• PROMPT
Emit the line that holds "Exercise. Find the blurred" and all lines following it through the end of the data, verbatim, and nothing else.

◇ ◇ ◇ ◇

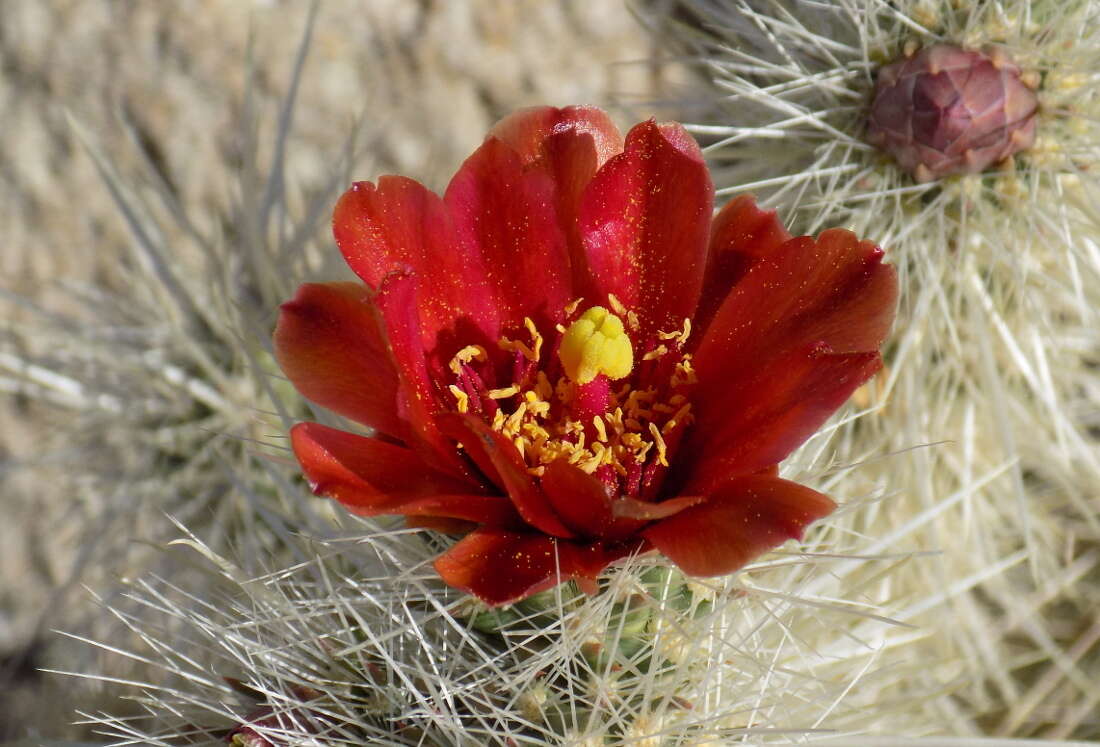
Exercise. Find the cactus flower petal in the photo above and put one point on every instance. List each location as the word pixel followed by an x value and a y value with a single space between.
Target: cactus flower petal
pixel 570 362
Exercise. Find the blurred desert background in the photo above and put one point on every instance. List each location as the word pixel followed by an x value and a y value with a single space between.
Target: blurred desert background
pixel 177 99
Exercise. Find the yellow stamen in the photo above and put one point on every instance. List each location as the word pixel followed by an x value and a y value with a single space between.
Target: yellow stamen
pixel 661 448
pixel 462 397
pixel 466 354
pixel 535 414
pixel 601 428
pixel 596 343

◇ ◇ ◇ ◇

• COMPLETE OUTPUT
Exercise. Find the blurred desert background in the photo above and put one point on every instance. List each location as the word pixel followed by an x value and a y value with a single space between.
Target: blurred desert background
pixel 177 99
Exercise. Find the yellow stamen in the photo above and put one point on every instance. List each location as the word pixel followed by an x value and a y value with a single space between.
Target: yellow stamen
pixel 661 448
pixel 462 397
pixel 466 354
pixel 535 414
pixel 601 428
pixel 596 343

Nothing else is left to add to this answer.